Working data:
▼▼▼
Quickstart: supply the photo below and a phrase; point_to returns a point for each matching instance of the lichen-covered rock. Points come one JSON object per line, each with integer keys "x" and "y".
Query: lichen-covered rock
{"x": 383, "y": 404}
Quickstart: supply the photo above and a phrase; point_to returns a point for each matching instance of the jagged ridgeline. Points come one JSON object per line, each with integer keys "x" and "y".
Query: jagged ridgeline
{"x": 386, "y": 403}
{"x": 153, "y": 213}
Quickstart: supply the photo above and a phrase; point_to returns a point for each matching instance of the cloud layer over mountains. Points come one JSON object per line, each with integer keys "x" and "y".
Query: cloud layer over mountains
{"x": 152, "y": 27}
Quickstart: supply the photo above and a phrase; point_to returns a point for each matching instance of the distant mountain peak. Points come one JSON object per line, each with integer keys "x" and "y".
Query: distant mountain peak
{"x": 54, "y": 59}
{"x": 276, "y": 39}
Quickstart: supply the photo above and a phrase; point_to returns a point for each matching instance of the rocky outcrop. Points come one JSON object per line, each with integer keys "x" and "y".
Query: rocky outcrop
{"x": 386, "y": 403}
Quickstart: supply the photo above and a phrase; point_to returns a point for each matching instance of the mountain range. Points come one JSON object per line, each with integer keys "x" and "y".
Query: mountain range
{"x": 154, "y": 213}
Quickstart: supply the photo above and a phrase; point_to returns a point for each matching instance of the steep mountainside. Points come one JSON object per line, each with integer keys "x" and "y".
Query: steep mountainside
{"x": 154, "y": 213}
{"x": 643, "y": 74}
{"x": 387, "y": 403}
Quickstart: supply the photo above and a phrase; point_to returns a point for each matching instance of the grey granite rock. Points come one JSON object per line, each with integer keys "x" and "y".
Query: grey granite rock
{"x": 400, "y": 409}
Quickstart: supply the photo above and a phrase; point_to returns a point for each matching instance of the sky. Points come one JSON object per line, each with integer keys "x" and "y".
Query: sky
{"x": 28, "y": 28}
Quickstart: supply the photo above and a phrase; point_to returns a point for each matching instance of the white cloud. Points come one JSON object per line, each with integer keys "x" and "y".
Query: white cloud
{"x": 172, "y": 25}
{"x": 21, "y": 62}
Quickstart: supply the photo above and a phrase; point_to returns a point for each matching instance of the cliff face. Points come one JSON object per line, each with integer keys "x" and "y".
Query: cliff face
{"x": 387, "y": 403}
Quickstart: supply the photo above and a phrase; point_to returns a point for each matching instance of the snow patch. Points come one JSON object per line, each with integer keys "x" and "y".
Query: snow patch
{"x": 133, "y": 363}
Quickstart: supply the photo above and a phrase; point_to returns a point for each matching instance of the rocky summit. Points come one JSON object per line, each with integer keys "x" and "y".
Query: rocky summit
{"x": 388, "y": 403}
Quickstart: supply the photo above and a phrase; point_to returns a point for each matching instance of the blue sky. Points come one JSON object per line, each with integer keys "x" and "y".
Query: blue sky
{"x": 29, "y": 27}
▲▲▲
▼▼▼
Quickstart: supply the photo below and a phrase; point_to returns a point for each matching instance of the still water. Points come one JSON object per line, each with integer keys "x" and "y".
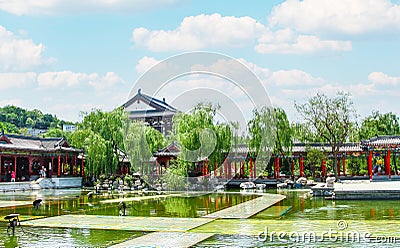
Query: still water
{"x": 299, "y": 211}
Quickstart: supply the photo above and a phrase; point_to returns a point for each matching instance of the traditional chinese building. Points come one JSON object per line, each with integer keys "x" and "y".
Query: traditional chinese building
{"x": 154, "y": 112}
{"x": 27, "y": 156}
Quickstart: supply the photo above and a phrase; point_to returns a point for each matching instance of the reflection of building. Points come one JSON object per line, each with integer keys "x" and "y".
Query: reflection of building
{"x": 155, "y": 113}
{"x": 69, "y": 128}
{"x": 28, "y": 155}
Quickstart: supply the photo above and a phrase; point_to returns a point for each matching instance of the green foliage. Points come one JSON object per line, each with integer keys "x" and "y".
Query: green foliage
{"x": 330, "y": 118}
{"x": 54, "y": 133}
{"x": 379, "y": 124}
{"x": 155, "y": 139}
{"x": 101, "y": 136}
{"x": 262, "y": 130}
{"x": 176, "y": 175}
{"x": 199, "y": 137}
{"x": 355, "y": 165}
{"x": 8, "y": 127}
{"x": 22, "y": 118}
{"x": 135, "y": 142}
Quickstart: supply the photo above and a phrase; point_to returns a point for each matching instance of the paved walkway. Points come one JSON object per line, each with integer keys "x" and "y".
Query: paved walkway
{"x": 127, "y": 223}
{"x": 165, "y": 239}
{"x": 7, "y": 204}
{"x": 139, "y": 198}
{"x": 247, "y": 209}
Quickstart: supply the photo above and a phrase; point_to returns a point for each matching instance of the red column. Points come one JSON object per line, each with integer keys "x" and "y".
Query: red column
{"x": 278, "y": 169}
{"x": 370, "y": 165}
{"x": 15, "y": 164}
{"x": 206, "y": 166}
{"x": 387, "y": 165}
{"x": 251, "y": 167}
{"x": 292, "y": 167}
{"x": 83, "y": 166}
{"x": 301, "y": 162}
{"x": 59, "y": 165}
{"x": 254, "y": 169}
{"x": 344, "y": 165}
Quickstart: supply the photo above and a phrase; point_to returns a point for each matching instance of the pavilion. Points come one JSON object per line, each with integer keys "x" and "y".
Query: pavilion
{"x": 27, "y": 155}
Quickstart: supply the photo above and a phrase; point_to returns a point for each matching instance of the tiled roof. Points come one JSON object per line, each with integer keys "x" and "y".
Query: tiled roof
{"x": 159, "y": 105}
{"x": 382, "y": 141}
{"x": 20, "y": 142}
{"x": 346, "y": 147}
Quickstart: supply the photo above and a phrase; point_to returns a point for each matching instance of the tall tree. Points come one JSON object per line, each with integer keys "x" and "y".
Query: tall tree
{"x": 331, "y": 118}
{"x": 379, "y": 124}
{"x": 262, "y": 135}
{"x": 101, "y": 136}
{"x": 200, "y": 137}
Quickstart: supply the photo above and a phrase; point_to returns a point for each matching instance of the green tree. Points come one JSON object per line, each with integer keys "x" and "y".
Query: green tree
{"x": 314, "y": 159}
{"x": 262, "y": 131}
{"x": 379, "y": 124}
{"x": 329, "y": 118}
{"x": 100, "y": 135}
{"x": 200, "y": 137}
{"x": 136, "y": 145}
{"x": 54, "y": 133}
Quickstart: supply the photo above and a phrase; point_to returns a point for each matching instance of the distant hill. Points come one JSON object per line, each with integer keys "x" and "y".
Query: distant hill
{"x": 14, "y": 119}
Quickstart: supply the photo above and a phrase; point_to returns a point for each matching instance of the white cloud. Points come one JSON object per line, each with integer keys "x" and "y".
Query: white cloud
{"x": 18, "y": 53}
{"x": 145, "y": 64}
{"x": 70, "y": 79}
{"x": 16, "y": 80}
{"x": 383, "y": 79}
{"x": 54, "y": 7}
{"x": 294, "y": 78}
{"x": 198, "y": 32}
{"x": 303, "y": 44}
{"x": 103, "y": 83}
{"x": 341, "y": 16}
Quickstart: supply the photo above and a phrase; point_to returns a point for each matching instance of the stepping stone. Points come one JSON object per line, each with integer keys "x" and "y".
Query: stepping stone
▲▲▲
▼▼▼
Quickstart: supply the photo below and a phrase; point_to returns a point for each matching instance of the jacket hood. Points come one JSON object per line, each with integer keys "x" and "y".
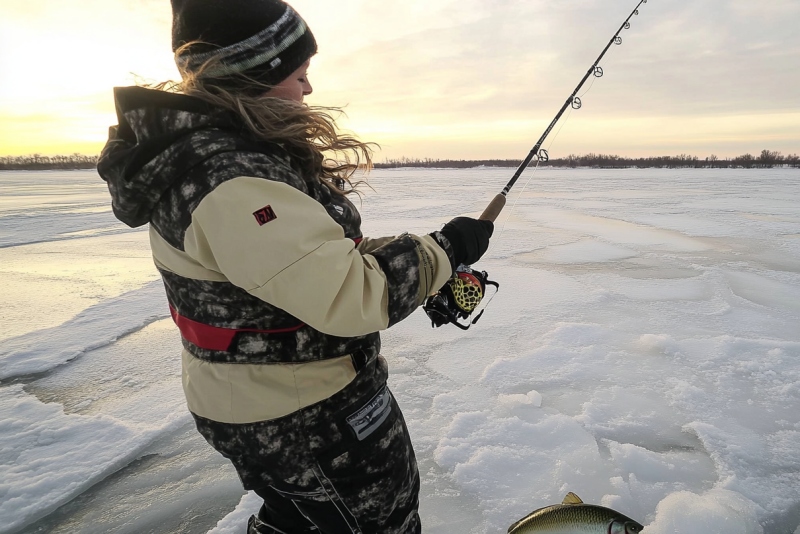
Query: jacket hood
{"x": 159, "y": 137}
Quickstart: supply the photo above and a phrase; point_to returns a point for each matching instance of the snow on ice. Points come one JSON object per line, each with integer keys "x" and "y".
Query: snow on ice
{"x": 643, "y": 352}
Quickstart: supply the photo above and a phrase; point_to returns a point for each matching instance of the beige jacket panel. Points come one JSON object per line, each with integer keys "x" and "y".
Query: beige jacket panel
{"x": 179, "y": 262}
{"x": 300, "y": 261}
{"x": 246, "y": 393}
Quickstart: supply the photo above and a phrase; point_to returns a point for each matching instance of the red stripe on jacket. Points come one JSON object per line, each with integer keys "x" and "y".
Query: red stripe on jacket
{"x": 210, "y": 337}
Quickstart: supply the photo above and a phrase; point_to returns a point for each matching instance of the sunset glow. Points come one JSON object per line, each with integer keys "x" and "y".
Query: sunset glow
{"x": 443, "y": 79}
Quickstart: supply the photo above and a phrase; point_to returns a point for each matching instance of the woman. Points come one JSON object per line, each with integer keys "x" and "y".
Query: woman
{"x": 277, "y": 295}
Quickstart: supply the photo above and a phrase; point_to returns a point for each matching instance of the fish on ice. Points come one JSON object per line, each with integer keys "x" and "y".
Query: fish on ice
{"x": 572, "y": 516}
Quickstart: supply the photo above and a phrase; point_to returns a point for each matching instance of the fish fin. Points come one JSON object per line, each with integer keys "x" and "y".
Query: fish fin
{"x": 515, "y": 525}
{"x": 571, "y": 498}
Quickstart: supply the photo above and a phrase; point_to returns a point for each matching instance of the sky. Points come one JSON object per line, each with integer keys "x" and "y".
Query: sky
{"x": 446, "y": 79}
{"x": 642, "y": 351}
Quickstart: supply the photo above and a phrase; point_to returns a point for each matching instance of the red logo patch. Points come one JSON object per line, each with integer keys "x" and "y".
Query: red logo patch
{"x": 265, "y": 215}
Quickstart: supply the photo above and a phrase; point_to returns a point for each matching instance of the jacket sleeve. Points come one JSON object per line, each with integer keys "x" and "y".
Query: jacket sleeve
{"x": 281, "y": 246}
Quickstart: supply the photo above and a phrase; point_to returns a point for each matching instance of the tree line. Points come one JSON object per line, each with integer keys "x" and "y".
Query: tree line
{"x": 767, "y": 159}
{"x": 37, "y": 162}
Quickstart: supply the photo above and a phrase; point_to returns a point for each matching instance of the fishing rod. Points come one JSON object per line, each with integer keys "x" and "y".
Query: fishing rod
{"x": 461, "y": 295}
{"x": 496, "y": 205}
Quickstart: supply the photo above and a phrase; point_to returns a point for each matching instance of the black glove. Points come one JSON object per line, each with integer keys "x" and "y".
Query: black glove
▲▲▲
List every line in the rows above that contains the string "tiled", copying each line in full. Case counts.

Quickstart: supply the photo above and a phrase; point_to returns a point for each matching instance of the tiled roof. Points come one JSON object per line, each with integer keys "x" and "y".
Query: tiled roof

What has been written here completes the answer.